> [Exercise text]:
+ + +

NI graduates face higher interest on student loans
The Department of Employment and Learning (DEL) said it will have to consider the Browne review of higher education before it launches a public consultation on tuition fees.
The review, which is published on Tuesday, is expected to call for the cap on fees to be removed.
Since the fees are collected by HMRC it is likely any changes in England could be mirrored in Northern Ireland.
A separate review carried out by DEL into fees is yet to be published.
Currently all graduates pay a low interest rate, linked to the base rate, on their tuition fees and loans.
DEL has carried out its own review of tuition fees chaired by Joanne Stuart. That review is with the minister but has not been published pending the publication of the Browne review.
A spokesperson for DEL said on Monday that any recommendations by Lord Browne would need to be considered by the Minister prior to a public consultation.
"Joanne Stuart's review looked at issues which are within the gift of the devolved administration and taxation is not one of those issues.
"The level of tuition fees in Northern Ireland is ultimately a matter for the assembly."
Mr Empey is due to brief the Assembly on the implications of the Browne Review on Tuesday.

+ + +

> [Source information]:
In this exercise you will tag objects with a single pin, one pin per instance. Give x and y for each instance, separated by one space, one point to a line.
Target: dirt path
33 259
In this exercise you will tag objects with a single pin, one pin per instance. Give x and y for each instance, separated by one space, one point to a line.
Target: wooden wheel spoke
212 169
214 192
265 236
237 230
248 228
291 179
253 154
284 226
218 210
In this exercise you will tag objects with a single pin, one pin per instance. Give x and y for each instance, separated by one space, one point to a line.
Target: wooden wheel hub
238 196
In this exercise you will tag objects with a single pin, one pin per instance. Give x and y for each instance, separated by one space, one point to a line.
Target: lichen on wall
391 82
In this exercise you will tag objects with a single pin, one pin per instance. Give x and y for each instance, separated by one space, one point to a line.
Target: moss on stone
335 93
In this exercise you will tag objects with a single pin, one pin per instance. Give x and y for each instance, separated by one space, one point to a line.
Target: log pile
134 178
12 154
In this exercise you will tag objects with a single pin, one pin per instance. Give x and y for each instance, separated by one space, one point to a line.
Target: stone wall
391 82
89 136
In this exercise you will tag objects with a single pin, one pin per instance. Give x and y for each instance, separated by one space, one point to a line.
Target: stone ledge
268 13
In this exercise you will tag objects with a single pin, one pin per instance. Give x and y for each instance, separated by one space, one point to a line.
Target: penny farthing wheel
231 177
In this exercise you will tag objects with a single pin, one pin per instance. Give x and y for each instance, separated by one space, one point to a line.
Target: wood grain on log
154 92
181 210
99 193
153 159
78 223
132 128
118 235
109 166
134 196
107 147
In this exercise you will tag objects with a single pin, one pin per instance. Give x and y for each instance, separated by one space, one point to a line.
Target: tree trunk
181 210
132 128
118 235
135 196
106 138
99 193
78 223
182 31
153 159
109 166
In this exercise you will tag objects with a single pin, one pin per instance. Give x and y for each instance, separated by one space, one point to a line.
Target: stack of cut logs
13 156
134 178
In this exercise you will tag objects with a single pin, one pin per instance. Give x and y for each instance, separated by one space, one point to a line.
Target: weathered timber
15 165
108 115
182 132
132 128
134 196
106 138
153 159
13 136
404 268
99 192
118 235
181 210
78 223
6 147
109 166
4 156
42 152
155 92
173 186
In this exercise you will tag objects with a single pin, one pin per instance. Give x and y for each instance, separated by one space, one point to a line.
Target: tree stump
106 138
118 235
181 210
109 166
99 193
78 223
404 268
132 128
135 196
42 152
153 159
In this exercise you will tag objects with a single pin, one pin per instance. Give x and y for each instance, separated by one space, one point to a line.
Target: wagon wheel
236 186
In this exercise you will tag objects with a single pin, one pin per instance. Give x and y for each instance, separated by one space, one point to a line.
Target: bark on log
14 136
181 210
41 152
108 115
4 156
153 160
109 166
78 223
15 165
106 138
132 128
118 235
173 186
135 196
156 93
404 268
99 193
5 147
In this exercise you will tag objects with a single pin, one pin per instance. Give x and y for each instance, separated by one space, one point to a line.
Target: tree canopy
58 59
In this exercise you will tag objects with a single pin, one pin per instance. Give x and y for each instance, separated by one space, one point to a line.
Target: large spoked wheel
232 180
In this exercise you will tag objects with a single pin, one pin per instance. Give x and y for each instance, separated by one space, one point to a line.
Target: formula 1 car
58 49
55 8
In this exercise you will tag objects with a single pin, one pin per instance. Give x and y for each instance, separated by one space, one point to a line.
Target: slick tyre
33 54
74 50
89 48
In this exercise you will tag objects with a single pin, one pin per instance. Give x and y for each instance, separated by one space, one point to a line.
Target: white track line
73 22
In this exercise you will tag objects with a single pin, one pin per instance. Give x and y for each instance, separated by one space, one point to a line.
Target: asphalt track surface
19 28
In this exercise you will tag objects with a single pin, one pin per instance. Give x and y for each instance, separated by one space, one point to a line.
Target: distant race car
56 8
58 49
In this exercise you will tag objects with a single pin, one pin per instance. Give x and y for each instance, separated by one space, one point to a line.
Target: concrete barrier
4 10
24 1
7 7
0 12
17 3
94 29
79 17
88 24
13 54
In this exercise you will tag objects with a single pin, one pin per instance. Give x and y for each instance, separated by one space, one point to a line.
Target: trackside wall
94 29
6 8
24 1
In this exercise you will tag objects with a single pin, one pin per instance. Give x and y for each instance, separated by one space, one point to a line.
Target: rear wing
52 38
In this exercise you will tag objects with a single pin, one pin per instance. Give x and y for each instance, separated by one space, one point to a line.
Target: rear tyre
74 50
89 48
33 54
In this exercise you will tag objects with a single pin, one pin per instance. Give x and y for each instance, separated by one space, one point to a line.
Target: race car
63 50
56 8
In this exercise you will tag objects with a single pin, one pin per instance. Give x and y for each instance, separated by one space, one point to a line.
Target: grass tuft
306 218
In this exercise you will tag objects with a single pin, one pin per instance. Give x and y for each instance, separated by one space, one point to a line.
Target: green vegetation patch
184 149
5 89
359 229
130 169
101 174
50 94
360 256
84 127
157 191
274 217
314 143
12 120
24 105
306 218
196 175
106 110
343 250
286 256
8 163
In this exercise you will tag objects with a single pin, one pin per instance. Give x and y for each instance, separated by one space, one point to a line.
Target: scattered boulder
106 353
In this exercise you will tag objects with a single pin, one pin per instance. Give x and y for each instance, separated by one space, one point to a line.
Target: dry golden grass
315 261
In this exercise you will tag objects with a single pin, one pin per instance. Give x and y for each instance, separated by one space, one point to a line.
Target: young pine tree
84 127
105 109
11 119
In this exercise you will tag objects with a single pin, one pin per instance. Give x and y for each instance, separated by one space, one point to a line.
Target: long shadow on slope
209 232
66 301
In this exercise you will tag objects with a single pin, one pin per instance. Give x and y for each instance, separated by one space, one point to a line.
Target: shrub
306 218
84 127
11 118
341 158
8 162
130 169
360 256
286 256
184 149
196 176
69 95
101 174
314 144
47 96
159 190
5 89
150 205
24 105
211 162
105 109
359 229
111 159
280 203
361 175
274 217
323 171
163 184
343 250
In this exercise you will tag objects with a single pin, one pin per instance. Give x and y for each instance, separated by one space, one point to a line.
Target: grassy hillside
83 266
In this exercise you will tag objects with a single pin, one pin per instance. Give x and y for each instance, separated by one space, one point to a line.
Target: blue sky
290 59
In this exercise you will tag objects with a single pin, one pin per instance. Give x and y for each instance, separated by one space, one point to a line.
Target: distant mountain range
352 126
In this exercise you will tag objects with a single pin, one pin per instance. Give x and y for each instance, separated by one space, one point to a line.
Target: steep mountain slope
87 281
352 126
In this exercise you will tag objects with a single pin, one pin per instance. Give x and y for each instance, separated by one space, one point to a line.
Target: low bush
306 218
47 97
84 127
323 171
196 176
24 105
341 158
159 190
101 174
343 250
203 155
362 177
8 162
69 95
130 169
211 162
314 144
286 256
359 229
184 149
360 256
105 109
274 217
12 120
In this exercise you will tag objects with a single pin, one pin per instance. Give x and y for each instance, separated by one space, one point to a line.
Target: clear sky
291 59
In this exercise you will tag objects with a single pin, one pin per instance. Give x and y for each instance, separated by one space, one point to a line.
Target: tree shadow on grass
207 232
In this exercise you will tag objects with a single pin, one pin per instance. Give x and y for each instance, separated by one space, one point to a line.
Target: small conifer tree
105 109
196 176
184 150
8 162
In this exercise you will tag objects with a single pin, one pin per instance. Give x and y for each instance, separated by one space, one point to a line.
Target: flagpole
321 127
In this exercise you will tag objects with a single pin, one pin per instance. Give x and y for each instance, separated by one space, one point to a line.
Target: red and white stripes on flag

+ + +

> [Problems to solve]:
a) In the student loans article, who chaired the Department of Employment and Learning's own review of tuition fees?
b) In the student loans article, rewrite the passage from "DEL has carried" up to and including "Review on Tuesday.", swapping "Mr Empey" for "the minister".
c) Write the next part of the student loans article, picking up after its final sentence.

> [Results for the exercise]:
a) Joanne Stuart

b)
DEL has carried out its own review of tuition fees chaired by Joanne Stuart. That review is with the minister but has not been published pending the publication of the Browne review.
A spokesperson for DEL said on Monday that any recommendations by Lord Browne would need to be considered by the Minister prior to a public consultation.
"Joanne Stuart's review looked at issues which are within the gift of the devolved administration and taxation is not one of those issues.
"The level of tuition fees in Northern Ireland is ultimately a matter for the assembly."
the minister is due to brief the Assembly on the implications of the Browne Review on Tuesday.

c)
UK TUITION FEES
- England, Wales, Northern Ireland: Max £3,290 pa
- Scotland: Free to Scottish and EU students, £1,820 pa to other UK (£2,895 for medicine)
- Students from elsewhere in the EU pay the same as those locally
- Students from outside the EU pay whatever the university charges
In England ministers had been considering a system of tiered interest rates, tied to graduates' earnings.
This may have meant higher rates for higher-earning graduates.
But the BBC understands ministers are now moving towards charging most graduates a flat, market rate of interest on their loans, with only graduates on low salaries enjoying the lower rate.
The threshold for paying the money back would be raised from the current level of £15,000.
There would also be pressure on universities to provide more bursaries.
The earnings level at which graduates start repaying loans may also be raised.